--- RECORDS SUPPLIED ---
:::::

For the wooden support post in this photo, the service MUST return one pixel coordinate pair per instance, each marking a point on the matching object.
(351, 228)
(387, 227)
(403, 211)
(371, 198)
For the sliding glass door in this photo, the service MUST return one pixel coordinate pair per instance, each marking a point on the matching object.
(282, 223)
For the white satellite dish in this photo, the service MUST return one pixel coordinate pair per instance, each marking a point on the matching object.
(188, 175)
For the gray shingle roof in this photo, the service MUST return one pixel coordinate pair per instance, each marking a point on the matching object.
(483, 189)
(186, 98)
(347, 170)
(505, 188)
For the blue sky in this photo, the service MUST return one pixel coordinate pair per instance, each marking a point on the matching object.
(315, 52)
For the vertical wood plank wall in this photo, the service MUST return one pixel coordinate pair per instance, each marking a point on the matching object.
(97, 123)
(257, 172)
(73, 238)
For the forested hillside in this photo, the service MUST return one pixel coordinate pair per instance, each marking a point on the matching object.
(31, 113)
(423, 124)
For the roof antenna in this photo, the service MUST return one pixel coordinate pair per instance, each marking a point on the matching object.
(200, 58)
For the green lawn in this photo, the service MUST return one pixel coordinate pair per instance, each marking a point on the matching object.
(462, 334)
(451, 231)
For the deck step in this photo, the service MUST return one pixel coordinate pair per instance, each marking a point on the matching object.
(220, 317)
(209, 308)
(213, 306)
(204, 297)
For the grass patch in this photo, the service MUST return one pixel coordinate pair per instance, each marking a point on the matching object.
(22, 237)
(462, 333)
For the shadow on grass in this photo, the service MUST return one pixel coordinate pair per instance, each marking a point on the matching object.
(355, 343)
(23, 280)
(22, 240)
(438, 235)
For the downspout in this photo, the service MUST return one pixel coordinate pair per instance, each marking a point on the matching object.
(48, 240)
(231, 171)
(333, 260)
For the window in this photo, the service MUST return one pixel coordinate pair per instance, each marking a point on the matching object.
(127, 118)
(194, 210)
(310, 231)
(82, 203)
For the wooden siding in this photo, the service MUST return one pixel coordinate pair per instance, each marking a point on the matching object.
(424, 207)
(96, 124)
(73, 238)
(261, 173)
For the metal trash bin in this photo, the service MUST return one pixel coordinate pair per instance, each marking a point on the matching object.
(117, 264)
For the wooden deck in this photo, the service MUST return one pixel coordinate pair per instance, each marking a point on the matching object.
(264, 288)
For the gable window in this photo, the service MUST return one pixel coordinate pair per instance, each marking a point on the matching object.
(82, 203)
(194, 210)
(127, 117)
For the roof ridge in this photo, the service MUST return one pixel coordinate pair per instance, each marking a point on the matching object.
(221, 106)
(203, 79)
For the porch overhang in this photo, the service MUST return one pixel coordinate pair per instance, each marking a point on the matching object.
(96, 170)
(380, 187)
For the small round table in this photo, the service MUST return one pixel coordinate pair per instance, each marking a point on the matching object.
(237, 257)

:::::

--- THE TASK ---
Quote only the lines from the line containing "For the window" through the end of the listing, please, keeping both the first and the last line.

--- RESPONSE ---
For the window in this photo, the service MUST return one pixel coordinate pair per instance, each marking a point on the matching object.
(127, 118)
(194, 210)
(310, 231)
(82, 203)
For the wooden siding in this photo, the service MUST return one pixel coordinate pair per instance, each marking a point on the matching object.
(424, 207)
(96, 124)
(73, 238)
(261, 173)
For the metal trash bin in this photo, the service MUST return one pixel coordinate pair per instance, each marking a point on the matching object.
(117, 264)
For the wooden deck in this photo, the service MUST return one pixel coordinate pair per instance, each marking a point on the matching object.
(264, 288)
For the gable window in this photo, the service MUST return one pixel coordinate pair per instance, each marking a point on the matching object.
(82, 203)
(194, 210)
(127, 117)
For the roof ridge in this photo, the service MUST return one pixel coordinate pair per instance, each marking a point on the matching object.
(221, 106)
(203, 79)
For the porch overhang in this photo, the service MUST return one pixel coordinate pair per instance, each marking a point on the matching object.
(96, 170)
(380, 187)
For the small round table in this photo, the service MUST return one pixel coordinate pair per instance, each marking a point on the matching object.
(237, 257)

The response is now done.